Copy out every one of the records below word for word, omitting the pictures.

::: Provided records

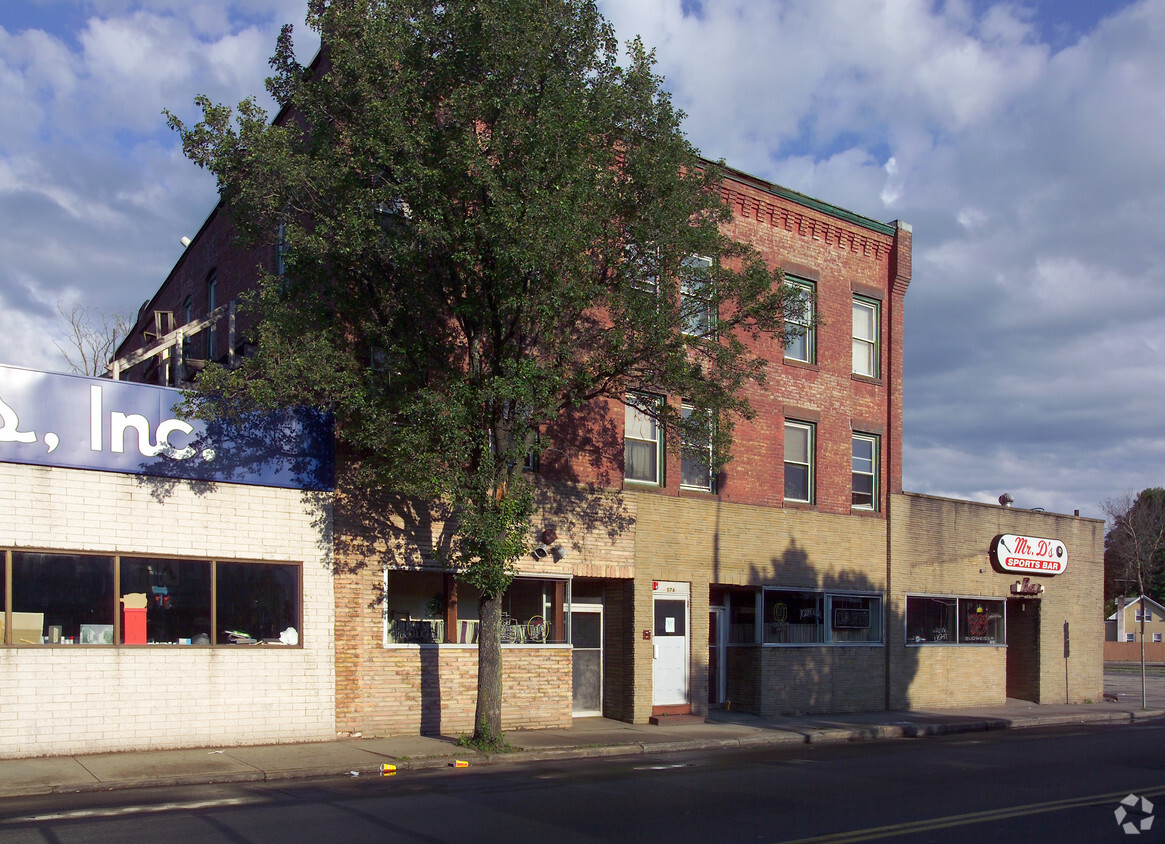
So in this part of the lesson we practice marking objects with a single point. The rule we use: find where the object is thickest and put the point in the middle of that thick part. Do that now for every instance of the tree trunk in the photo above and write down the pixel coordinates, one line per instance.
(488, 717)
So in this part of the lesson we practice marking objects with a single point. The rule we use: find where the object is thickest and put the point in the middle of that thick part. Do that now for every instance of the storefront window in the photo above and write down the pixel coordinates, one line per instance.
(792, 618)
(980, 621)
(803, 617)
(417, 611)
(177, 597)
(62, 599)
(855, 618)
(78, 598)
(940, 620)
(258, 602)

::::::

_Exercise result_.
So in this part of the lesson we practice marking objects with a single point. The rule we use: find where the object is thickest and put the point in the middle of that thick part. Do that now for every instance of the tree trunk in the photo above and write down the pixel coordinates, one line per instance.
(488, 717)
So in this part of the lesson we practice marking objects with a single point. The rule we use: find where the object is thickest and put the point in the middle of that thick part. Do that now for every instance of the storefront window in the photo above and write down the pixel coordinates, one line per instance.
(792, 618)
(980, 621)
(803, 617)
(417, 611)
(177, 597)
(62, 599)
(855, 618)
(78, 598)
(940, 620)
(258, 602)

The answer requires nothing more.